Problem = Can you retype the lines below word for word, leaving out the pictures?

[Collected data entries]
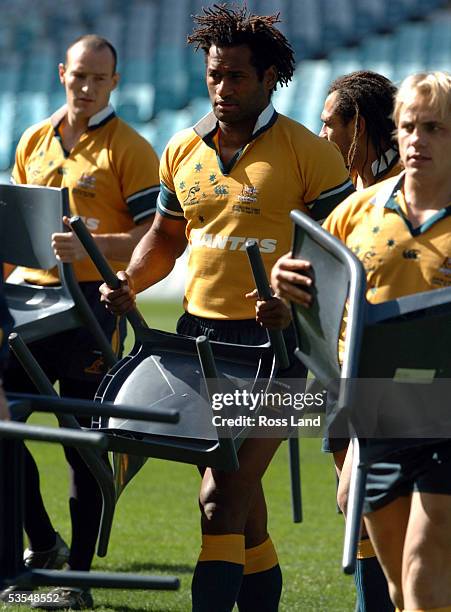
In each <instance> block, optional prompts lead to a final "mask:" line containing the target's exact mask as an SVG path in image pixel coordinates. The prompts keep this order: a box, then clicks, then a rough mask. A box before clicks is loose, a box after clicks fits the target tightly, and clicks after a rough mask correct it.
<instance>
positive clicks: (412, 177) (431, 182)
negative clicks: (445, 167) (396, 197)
mask: <svg viewBox="0 0 451 612" xmlns="http://www.w3.org/2000/svg"><path fill="white" fill-rule="evenodd" d="M404 198H405V200H406V203H407V206H408V207H410V208H411V209H412V210H415V211H428V210H429V211H430V210H432V211H436V210H440V209H442V208H445V206H449V205H450V204H451V184H450V183H449V182H447V181H434V180H432V179H431V180H429V181H428V180H425V178H424V177H422V178H421V179H416V178H415V177H412V176H410V175H409V174H407V175H406V177H405V180H404Z"/></svg>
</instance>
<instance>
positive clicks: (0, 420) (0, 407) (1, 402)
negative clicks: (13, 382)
mask: <svg viewBox="0 0 451 612" xmlns="http://www.w3.org/2000/svg"><path fill="white" fill-rule="evenodd" d="M0 421H9V409H8V402H7V400H6V397H5V393H4V391H3V384H2V382H1V379H0Z"/></svg>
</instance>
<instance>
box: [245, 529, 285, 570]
mask: <svg viewBox="0 0 451 612" xmlns="http://www.w3.org/2000/svg"><path fill="white" fill-rule="evenodd" d="M278 563H279V560H278V558H277V553H276V549H275V548H274V544H273V543H272V540H271V538H270V537H268V538H267V539H266V540H265V541H264V542H263V543H262V544H259V545H258V546H253V547H252V548H246V550H245V564H244V575H246V574H257V573H259V572H264V571H266V570H268V569H271V568H272V567H274V566H275V565H277V564H278Z"/></svg>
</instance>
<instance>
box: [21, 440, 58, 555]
mask: <svg viewBox="0 0 451 612" xmlns="http://www.w3.org/2000/svg"><path fill="white" fill-rule="evenodd" d="M24 448H25V487H24V490H25V502H24V528H25V533H26V534H27V536H28V540H29V542H30V548H31V550H34V551H39V552H41V551H46V550H50V549H51V548H53V546H55V543H56V532H55V530H54V529H53V526H52V523H51V522H50V518H49V515H48V514H47V510H46V509H45V506H44V502H43V500H42V496H41V489H40V483H39V471H38V467H37V465H36V462H35V460H34V459H33V456H32V454H31V453H30V451H29V450H28V448H27V447H26V446H25V445H24Z"/></svg>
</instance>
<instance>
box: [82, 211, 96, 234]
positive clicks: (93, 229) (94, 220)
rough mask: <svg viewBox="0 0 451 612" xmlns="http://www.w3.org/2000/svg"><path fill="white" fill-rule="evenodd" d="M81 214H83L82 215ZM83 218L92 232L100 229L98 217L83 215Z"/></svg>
mask: <svg viewBox="0 0 451 612" xmlns="http://www.w3.org/2000/svg"><path fill="white" fill-rule="evenodd" d="M80 216H81V215H80ZM81 218H82V219H83V222H84V224H85V225H86V227H87V228H88V230H90V231H91V232H93V231H95V230H96V229H98V227H99V225H100V219H96V218H95V217H81Z"/></svg>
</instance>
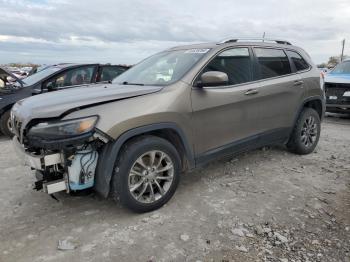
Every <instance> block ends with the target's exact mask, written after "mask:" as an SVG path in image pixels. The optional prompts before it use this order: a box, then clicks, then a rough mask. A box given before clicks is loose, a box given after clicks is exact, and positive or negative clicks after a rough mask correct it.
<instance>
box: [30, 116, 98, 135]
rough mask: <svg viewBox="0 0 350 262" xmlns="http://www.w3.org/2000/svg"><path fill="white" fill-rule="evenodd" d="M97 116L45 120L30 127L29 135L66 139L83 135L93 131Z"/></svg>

Problem solution =
In each <instance> block, optional prompts lead to a final "mask:" line containing the target's exact mask as an SVG path in image pixel coordinates. The prompts keep this order: a box, then clicks, then a rough mask. A box before clicks is loose, a box after clicks fits the target tightly, and clicks after a rough mask correct it.
<instance>
positive clicks: (412, 177) (431, 182)
negative clicks: (445, 167) (396, 197)
mask: <svg viewBox="0 0 451 612" xmlns="http://www.w3.org/2000/svg"><path fill="white" fill-rule="evenodd" d="M404 198H405V200H406V203H407V206H408V207H410V208H411V209H412V210H415V211H428V210H429V211H430V210H432V211H436V210H440V209H442V208H445V206H449V205H450V204H451V184H450V183H449V182H447V181H434V180H432V179H431V180H429V181H428V180H425V178H424V177H422V178H421V179H416V178H415V177H412V176H410V175H409V174H407V175H406V177H405V180H404Z"/></svg>
</instance>
<instance>
positive clicks: (0, 420) (0, 407) (1, 402)
negative clicks: (13, 382)
mask: <svg viewBox="0 0 451 612" xmlns="http://www.w3.org/2000/svg"><path fill="white" fill-rule="evenodd" d="M0 421H9V409H8V402H7V400H6V397H5V393H4V391H3V384H2V382H1V379H0Z"/></svg>
</instance>
<instance>
box: [245, 529, 285, 570]
mask: <svg viewBox="0 0 451 612" xmlns="http://www.w3.org/2000/svg"><path fill="white" fill-rule="evenodd" d="M278 563H279V560H278V558H277V553H276V549H275V548H274V544H273V543H272V540H271V538H270V537H268V538H267V539H266V540H265V541H264V542H263V543H262V544H259V545H258V546H253V547H252V548H246V550H245V564H244V575H246V574H257V573H259V572H264V571H266V570H268V569H271V568H272V567H274V566H275V565H277V564H278Z"/></svg>
</instance>
<instance>
box: [21, 440, 58, 555]
mask: <svg viewBox="0 0 451 612" xmlns="http://www.w3.org/2000/svg"><path fill="white" fill-rule="evenodd" d="M24 448H25V487H24V490H25V502H24V528H25V533H26V534H27V536H28V540H29V542H30V548H31V550H34V551H39V552H41V551H46V550H50V549H51V548H53V546H55V543H56V532H55V530H54V529H53V526H52V523H51V522H50V518H49V515H48V514H47V510H46V509H45V506H44V502H43V500H42V496H41V489H40V483H39V471H38V467H37V465H36V462H35V460H34V459H33V456H32V454H31V453H30V451H29V450H28V448H27V447H26V446H25V445H24Z"/></svg>
</instance>
<instance>
box: [82, 211, 96, 234]
positive clicks: (93, 229) (94, 220)
rough mask: <svg viewBox="0 0 451 612" xmlns="http://www.w3.org/2000/svg"><path fill="white" fill-rule="evenodd" d="M81 214H83L82 215ZM83 218L92 232L100 229L98 217L83 215Z"/></svg>
mask: <svg viewBox="0 0 451 612" xmlns="http://www.w3.org/2000/svg"><path fill="white" fill-rule="evenodd" d="M80 216H81V215H80ZM81 218H82V219H83V222H84V224H85V225H86V227H87V228H88V230H90V231H91V232H93V231H95V230H96V229H98V227H99V225H100V219H96V218H95V217H81Z"/></svg>
</instance>
Every <instance> block ends with the target's exact mask, written after "mask:" as an SVG path in image pixels. The optional prompts before it use this order: a box, then clicks, then a rough mask. A box given before clicks is loose, a box given after clicks is exact, and positive or negative clicks after a rough mask correct it.
<instance>
box: [30, 116, 98, 135]
rough mask: <svg viewBox="0 0 350 262" xmlns="http://www.w3.org/2000/svg"><path fill="white" fill-rule="evenodd" d="M97 116L45 120L30 127L29 135L66 139L83 135L93 131Z"/></svg>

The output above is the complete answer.